>> START INPUT RECORDS

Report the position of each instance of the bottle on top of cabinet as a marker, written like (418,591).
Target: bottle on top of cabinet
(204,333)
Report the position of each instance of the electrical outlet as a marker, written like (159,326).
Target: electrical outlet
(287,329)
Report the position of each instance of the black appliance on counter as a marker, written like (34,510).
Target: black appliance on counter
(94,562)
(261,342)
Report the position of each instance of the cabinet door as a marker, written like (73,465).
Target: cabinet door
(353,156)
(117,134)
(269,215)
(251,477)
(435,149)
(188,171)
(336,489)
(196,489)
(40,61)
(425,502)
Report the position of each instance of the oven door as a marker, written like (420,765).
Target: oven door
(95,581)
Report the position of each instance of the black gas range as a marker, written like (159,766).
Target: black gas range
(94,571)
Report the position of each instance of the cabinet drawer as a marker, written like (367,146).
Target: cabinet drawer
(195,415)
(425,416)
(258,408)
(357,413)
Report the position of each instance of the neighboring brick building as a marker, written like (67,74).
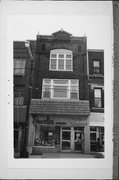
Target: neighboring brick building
(96,97)
(21,88)
(59,112)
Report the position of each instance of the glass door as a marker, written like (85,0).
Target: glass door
(66,138)
(78,139)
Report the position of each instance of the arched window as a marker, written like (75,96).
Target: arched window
(61,60)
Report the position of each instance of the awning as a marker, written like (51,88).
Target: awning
(60,107)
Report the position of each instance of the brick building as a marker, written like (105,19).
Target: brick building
(96,97)
(59,112)
(67,106)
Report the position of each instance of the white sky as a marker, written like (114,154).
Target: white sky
(78,18)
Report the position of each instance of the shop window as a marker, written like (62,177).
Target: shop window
(61,60)
(47,136)
(60,89)
(97,138)
(79,48)
(97,98)
(96,66)
(19,66)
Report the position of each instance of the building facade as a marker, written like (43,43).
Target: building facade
(65,111)
(59,111)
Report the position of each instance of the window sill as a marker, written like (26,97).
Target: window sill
(45,146)
(61,70)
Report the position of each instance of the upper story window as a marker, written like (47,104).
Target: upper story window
(97,98)
(61,60)
(43,47)
(96,67)
(18,96)
(19,66)
(60,89)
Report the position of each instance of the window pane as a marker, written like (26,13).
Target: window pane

>> END INPUT RECORDS

WRITTEN INSTRUCTION -
Please output every line of the data above as a numbered list, omitting blank lines and leaving out the pictures.

THE REPLY -
1. Report the position of each instance of the bottle on top of cabinet as a marker, written like (418,591).
2. Target: bottle on top of cabinet
3. (204,333)
4. Report the position of each instance of the electrical outlet as a marker, written like (159,326).
5. Target: electrical outlet
6. (287,329)
7. Report the position of each instance of the black appliance on counter as a marker, written like (34,510).
8. Target: black appliance on counter
9. (94,562)
10. (261,342)
11. Report the position of each instance of the cabinet door as a marker, written like (73,465).
12. Target: cabinet door
13. (353,156)
14. (117,134)
15. (269,215)
16. (251,477)
17. (435,149)
18. (188,171)
19. (336,489)
20. (196,489)
21. (40,61)
22. (425,502)
23. Report the position of each instance of the oven door as a marker, written like (420,765).
24. Target: oven door
25. (95,581)
26. Report the position of each instance of the black gas range as a marker, written like (159,766).
27. Target: black gas range
28. (94,571)
29. Report the position of each instance of the cabinet drawer as a marker, written like (367,146).
30. Target: cabinet drawer
31. (195,415)
32. (425,416)
33. (258,408)
34. (357,413)
35. Report the position of each instance of the neighboring brick building as a marker, written like (67,74).
36. Target: neighboring brick building
37. (96,97)
38. (21,88)
39. (59,112)
40. Report the position of each instance of the glass door as a marker, written like (85,0).
41. Target: glass door
42. (66,138)
43. (78,139)
44. Report the position of each instance of the arched window as a marker, written like (75,96).
45. Target: arched window
46. (61,60)
47. Report the position of each instance of the awning as a marker, written like (51,88).
48. Target: awning
49. (60,107)
50. Report the position of each instance of the brick building as a marker, written like (105,19).
51. Target: brick building
52. (96,97)
53. (59,112)
54. (67,106)
55. Report the position of each instance of the white sky as a marker, written like (114,154).
56. Target: white sky
57. (78,18)
58. Report the position of each instance of the shop window as a marker, written like (62,177).
59. Target: shop window
60. (61,60)
61. (47,136)
62. (60,89)
63. (97,138)
64. (79,48)
65. (97,98)
66. (96,66)
67. (19,66)
68. Report the position of each instance of the building facade as a marker, written like (43,43).
69. Target: building facade
70. (65,111)
71. (59,111)
72. Report the position of each instance of the window sill as a marker, written like (26,97).
73. Target: window sill
74. (45,146)
75. (61,70)
76. Report the position of each instance of the upper story window as a marker, written like (47,104).
77. Target: upper story window
78. (97,98)
79. (61,60)
80. (43,47)
81. (96,67)
82. (18,96)
83. (19,66)
84. (60,89)
85. Report the position of each instance of the window pane as a marker, written like (26,13).
86. Target: window pane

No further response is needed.